#### [Task description]
Nothing but a number should be given: how many lines in the entries below include the string "white".

[Photo-based referring expression data]

──────────────────────────────

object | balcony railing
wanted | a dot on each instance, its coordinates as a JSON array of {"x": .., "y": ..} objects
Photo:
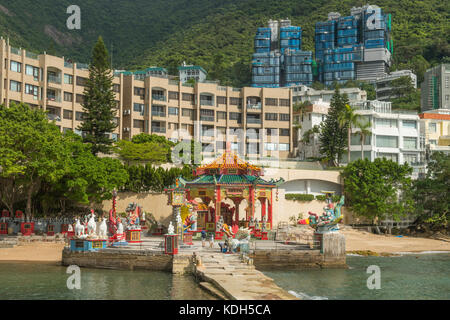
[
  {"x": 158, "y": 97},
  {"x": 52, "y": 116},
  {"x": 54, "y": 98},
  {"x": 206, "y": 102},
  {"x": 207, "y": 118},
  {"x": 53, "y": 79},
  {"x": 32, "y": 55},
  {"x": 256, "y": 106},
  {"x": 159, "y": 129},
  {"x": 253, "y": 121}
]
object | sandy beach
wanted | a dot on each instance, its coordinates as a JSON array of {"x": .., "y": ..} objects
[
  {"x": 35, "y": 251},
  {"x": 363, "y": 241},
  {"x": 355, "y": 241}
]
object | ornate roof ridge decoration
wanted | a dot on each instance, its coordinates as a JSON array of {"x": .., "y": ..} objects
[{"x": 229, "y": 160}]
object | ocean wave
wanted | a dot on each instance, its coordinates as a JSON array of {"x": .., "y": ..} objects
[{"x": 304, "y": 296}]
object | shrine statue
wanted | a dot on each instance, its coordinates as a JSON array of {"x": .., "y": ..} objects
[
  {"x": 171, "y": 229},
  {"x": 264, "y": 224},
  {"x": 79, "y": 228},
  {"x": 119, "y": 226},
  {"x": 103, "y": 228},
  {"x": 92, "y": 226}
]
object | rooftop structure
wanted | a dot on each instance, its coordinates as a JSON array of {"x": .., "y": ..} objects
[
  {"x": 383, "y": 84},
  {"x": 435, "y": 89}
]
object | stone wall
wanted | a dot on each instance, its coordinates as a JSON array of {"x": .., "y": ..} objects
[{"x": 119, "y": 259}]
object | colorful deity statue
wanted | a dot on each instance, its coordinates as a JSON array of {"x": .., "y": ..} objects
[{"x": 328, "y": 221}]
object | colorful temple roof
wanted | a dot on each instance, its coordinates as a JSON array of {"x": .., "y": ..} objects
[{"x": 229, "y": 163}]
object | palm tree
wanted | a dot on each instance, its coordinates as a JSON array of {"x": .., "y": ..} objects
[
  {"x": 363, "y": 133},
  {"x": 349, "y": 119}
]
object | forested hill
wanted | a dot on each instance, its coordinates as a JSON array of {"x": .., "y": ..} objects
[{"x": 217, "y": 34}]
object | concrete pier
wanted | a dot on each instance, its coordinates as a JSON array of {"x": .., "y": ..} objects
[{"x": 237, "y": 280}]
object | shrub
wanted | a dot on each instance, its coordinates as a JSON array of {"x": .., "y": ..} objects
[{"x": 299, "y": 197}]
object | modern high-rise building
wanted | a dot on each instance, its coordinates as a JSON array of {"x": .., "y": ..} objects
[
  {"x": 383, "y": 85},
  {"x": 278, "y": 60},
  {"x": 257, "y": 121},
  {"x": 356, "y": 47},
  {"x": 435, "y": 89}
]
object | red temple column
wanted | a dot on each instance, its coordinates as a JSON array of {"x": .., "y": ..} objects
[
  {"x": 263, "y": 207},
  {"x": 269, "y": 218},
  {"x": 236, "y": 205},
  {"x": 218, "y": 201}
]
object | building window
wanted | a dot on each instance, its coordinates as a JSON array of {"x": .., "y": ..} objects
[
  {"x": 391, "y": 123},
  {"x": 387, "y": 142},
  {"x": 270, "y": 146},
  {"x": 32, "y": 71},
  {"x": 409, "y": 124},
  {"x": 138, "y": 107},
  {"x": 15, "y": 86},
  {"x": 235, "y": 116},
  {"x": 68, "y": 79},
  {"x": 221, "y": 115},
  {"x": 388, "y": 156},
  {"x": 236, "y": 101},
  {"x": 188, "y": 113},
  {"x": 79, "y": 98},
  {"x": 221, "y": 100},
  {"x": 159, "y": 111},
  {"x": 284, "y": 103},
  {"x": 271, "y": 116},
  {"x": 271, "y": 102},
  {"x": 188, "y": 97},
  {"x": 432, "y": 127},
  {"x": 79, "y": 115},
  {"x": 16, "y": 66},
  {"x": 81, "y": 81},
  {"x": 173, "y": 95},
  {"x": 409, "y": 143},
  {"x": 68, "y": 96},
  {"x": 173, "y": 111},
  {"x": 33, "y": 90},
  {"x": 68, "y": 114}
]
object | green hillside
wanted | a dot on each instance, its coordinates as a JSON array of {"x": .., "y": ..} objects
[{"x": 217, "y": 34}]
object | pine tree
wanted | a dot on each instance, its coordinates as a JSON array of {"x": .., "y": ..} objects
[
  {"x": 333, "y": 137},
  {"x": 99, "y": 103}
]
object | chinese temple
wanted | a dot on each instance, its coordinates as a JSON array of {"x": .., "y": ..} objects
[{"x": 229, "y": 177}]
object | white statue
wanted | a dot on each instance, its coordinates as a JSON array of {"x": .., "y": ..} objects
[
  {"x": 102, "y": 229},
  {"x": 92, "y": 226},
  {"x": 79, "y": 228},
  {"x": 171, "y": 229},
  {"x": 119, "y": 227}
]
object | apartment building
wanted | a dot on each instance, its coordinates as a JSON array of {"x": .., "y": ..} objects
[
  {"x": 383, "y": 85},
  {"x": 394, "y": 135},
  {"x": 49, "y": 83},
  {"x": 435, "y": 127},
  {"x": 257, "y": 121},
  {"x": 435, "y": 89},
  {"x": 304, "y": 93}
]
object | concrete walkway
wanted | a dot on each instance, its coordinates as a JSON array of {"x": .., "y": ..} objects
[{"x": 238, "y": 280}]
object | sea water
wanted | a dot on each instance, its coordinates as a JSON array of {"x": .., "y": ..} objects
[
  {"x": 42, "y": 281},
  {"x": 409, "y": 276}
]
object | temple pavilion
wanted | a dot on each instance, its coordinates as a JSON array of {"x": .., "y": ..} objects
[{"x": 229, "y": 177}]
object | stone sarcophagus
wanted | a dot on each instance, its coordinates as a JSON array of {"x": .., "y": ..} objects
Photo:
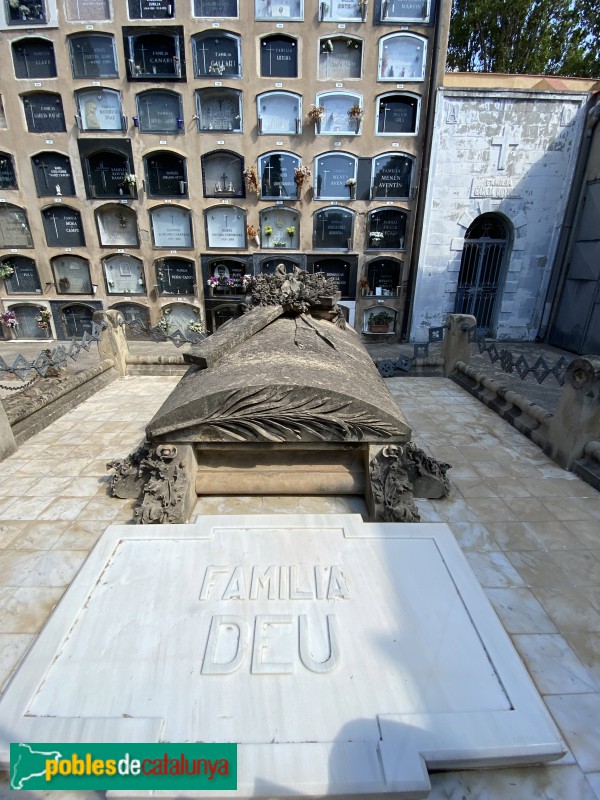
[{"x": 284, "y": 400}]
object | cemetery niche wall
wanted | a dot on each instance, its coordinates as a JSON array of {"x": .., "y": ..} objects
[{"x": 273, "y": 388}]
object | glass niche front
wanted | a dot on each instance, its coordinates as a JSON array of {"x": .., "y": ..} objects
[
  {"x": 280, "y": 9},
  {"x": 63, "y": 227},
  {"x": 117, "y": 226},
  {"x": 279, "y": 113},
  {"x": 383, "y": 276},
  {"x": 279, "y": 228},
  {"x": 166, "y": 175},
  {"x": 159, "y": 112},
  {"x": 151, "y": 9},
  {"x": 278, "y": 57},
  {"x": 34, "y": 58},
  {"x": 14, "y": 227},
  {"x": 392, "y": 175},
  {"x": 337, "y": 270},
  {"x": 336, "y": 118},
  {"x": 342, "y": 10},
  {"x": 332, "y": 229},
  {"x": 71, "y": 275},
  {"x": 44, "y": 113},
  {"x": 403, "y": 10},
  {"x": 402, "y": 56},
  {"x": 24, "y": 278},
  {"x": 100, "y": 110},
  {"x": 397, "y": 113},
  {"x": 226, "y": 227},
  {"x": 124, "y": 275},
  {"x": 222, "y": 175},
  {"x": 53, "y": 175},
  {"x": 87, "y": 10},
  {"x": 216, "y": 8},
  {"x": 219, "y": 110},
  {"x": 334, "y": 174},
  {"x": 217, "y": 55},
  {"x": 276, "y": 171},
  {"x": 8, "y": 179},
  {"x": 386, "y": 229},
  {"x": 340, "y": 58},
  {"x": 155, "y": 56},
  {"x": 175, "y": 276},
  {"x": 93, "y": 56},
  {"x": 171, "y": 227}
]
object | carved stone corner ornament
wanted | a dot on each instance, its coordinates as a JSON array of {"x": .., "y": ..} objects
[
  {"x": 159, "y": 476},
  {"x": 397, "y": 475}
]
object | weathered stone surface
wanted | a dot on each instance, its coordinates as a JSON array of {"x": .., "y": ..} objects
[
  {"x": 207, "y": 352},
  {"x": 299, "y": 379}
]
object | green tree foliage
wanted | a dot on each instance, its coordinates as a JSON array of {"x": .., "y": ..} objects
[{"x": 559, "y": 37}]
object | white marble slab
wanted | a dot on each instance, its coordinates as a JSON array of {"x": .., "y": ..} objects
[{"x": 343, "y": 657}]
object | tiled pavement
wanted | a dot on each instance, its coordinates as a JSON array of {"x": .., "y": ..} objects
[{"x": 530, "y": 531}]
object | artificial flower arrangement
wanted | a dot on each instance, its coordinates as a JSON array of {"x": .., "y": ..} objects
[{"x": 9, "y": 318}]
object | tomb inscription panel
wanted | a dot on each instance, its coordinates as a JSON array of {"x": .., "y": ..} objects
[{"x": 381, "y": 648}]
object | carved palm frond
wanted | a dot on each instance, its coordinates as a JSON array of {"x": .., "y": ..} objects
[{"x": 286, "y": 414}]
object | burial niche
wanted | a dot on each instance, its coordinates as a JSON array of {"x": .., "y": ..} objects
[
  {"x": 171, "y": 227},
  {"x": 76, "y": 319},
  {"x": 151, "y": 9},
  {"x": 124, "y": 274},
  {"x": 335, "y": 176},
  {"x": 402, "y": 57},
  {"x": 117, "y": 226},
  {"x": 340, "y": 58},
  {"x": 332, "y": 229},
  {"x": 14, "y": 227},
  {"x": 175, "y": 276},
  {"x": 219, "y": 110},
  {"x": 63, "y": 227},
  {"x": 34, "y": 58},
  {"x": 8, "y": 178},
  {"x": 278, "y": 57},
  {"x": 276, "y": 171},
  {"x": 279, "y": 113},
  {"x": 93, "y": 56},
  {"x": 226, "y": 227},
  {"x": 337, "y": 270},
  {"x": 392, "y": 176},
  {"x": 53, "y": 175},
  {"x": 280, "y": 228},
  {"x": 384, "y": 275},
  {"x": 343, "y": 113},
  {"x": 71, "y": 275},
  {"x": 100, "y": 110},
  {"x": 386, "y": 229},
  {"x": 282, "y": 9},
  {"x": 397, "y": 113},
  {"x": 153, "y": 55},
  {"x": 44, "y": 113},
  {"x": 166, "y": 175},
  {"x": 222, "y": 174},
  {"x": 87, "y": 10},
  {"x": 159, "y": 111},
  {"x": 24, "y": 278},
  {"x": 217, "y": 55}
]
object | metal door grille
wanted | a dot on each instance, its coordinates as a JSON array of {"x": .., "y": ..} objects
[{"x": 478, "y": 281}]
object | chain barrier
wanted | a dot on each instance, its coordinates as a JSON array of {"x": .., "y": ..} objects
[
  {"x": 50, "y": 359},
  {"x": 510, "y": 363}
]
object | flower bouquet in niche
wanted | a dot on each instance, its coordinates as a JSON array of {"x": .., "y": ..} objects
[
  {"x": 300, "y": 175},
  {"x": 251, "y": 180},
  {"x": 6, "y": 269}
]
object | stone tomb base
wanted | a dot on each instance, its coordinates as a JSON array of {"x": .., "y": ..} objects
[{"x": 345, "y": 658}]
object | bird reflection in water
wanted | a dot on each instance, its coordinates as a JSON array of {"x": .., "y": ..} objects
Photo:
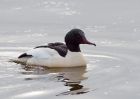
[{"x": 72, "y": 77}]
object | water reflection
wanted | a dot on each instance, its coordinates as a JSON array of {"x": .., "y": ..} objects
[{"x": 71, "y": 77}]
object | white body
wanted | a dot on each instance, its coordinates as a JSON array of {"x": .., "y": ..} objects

──────────────────────────────

#### [Answer box]
3